:: PASSAGE ::

Client agency relationships in advertising

Trust between agencies and their clients continues to be the foundation of high-performing client/agency relationships. But from first-hand experience, it is possible to identify the four issues that will cause the trust to break down and the relationship to be broken. Here, we explore the four main causes of this breakdown and recommend how to avoid this.

When I first started out in marketing, we had a full-service agency that handled all of our advertising and media needs; they were the true ‘one-stop-shop’ and, at the time, it worked well.

From the client’s perspective, we only had one agency relationship to manage, and as a result, we invested a lot of energy into ensuring it ran smoothly. In our eyes, the agency was a true business partner, not just a supplier, and they were treated as such.

Over the past 20 years, however, the advertising and marketing landscape has shifted dramatically; with new media, creative channels, a shift in the role of the consumer, speed to market and increased real-time performance accountability, meaning few agencies can offer the one-stop solution, and this means more agencies are now needed to deliver on a client’s business.

This causes issues at both ends of the spectrum, with clients and agencies needing to manage multiple relationships per campaign, and it rarely works.

Clients struggle to find the time needed to do this well, and agencies grow resentful that agency B over there got a bigger slice of the budget, or they believe they could do a better job if only they could do it all.

During my career, I have had the privilege of working with what I thought were some of the best marketing and advertising teams around, both the agency and client side. Unfortunately, I have also worked with some of the worst.

The teams that worked well delivered great work, laughed whilst doing it and bandied together when the going got tough, usually ending the day at the pub or sitting in the corner of the agency boardroom swapping war stories and nursing a beer.

When they didn’t work, it was hell. Tempers flared, accusations flew, and relationships that were put to the test often failed to survive the campaign. In the highly creative, energetic and volatile advertising industry, strong relationships built on trust, respect and honesty are vital in helping brands and agencies work together and grow.

People do their best work when they are standing on a solid foundation because they can take on anything that is thrown their way. However, when cracks appear in the foundations, things can get a bit shaky pretty quickly.

Research consistently shows trust is the key driver of successful relationships between agencies and clients. In 2014, research presented by RPA at the Cannes Lions International Festival of Creativity showed that the importance of trust in the client/agency relationship was the only survey question both agencies and clients scored the same.

So, when relationships between agencies and clients break down, what causes trust to disappear in the first place and what can be done about it?

Four things that will cause a breakdown in the agency/client relationship:

1. Unviable foundations

In any negotiation, one party always walks away with a slightly better deal, starting the commercial relationship on an unbalanced footing.

:::

**TASK INSTRUCTIONS**:
- 1) Output the part of the passage on client-agency relationships from "Client agency relationships" to "to avoid this.", copied word for word.
- 2) Answer these questions from the passage on client-agency relationships:
(a) In what year did RPA present research at the Cannes Lions International Festival of Creativity?
(b) Over how many years has the advertising and marketing landscape shifted dramatically?
(c) What is the first of the four things listed as causing a breakdown in the agency/client relationship?
Work only from the passage on client-agency relationships.

:: RECORDS ::

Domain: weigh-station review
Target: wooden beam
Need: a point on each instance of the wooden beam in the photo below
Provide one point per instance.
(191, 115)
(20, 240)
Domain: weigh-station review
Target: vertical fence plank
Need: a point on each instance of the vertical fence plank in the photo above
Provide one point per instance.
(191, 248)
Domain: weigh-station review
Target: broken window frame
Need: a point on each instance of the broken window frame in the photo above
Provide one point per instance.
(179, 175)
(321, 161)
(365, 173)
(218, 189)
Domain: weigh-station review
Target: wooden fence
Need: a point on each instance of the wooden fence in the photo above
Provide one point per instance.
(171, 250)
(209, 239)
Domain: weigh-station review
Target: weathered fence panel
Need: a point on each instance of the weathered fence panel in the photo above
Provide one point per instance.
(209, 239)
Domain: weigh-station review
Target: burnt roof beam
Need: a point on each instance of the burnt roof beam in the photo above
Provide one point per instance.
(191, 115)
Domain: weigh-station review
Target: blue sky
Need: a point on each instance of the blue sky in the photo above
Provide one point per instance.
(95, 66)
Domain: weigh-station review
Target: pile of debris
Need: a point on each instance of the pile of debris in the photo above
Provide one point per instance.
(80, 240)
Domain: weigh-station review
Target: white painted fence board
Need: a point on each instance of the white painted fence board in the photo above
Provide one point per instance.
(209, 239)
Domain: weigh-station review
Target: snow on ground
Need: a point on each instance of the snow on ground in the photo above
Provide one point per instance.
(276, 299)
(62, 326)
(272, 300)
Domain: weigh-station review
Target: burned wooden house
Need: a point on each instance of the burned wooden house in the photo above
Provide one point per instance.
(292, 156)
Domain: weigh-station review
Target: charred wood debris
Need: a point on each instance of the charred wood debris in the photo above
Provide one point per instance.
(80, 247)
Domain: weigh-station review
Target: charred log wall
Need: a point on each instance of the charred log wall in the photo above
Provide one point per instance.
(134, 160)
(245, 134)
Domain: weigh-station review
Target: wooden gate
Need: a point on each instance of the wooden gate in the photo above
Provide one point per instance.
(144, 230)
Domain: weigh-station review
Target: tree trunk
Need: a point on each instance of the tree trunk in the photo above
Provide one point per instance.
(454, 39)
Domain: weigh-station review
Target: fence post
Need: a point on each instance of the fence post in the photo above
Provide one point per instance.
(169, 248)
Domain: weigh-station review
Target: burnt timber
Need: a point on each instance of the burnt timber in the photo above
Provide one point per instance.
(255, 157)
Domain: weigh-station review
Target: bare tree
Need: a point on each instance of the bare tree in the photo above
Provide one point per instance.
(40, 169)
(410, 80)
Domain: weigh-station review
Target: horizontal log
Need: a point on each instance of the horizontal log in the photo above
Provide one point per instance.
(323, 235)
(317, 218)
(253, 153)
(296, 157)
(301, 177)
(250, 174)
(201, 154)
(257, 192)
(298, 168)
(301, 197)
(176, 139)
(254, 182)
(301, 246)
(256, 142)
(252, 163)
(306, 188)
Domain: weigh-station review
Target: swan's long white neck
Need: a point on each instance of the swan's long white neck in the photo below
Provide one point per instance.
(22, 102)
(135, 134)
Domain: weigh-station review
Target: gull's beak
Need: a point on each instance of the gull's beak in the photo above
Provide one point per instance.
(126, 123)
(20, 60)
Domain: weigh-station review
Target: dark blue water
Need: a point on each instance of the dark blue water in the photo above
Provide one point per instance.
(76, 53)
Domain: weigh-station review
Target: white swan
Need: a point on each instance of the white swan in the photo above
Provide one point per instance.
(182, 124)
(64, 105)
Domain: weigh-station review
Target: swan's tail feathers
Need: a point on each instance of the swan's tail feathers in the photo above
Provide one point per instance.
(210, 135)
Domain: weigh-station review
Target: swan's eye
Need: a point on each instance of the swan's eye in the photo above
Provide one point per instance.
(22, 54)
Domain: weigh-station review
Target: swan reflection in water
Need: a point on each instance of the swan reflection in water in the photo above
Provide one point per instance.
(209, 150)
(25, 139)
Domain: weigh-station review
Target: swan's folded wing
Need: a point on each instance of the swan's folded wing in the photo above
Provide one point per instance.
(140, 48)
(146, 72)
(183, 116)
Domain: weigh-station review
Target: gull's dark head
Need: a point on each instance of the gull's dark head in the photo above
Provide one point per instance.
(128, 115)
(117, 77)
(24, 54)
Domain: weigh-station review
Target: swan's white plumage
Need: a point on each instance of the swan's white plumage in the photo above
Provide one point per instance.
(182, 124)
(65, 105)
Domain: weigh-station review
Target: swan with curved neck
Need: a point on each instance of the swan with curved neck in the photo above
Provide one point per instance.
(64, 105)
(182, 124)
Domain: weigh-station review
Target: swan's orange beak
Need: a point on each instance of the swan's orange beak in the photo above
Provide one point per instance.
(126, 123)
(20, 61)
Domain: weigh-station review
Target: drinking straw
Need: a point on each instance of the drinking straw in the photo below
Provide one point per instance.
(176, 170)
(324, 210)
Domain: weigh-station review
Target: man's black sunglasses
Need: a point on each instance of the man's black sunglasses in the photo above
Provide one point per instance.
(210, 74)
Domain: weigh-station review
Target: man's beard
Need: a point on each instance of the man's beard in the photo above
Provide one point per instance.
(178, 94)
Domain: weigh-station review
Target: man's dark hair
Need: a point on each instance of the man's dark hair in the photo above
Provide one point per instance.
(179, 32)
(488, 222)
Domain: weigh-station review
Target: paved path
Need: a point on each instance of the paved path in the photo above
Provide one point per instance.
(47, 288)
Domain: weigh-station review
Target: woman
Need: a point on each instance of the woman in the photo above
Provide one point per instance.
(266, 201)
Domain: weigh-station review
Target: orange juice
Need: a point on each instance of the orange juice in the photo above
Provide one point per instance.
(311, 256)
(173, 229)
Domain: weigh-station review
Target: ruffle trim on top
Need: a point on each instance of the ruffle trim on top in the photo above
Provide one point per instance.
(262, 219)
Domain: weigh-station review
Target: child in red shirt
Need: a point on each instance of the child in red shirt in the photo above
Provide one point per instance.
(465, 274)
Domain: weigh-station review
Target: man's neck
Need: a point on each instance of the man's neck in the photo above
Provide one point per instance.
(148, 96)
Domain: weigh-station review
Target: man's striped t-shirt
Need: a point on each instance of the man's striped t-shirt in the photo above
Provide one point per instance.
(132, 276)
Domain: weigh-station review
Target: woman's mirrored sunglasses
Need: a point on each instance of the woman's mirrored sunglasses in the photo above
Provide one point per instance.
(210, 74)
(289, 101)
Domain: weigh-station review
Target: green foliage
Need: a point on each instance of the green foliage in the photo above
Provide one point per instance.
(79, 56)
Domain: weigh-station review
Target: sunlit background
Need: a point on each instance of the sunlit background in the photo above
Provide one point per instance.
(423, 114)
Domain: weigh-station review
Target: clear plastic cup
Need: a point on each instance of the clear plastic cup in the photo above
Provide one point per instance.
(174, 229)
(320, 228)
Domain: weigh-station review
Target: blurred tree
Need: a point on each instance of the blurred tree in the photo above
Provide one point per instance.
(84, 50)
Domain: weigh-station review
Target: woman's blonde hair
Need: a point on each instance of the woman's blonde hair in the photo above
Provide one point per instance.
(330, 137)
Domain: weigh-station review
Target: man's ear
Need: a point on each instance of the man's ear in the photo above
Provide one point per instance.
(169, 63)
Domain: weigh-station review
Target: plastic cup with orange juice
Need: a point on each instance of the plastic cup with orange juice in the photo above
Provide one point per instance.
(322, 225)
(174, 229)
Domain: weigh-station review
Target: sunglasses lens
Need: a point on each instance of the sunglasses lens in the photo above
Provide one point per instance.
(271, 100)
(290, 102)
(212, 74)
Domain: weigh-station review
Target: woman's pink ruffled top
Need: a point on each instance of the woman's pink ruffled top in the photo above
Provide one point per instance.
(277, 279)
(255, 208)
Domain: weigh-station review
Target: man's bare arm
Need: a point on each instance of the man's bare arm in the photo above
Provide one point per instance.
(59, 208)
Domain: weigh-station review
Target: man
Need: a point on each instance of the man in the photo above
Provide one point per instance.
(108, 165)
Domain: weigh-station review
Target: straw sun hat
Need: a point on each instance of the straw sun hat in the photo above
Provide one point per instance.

:::

**CORRECT ANSWERS**:
- 1)
Client agency relationships in advertising

Trust between agencies and their clients continues to be the foundation of high-performing client/agency relationships. But from first-hand experience, it is possible to identify the four issues that will cause the trust to break down and the relationship to be broken. Here, we explore the four main causes of this breakdown and recommend how to avoid this.

- 2)
(a) 2014
(b) 20 years
(c) Unviable foundations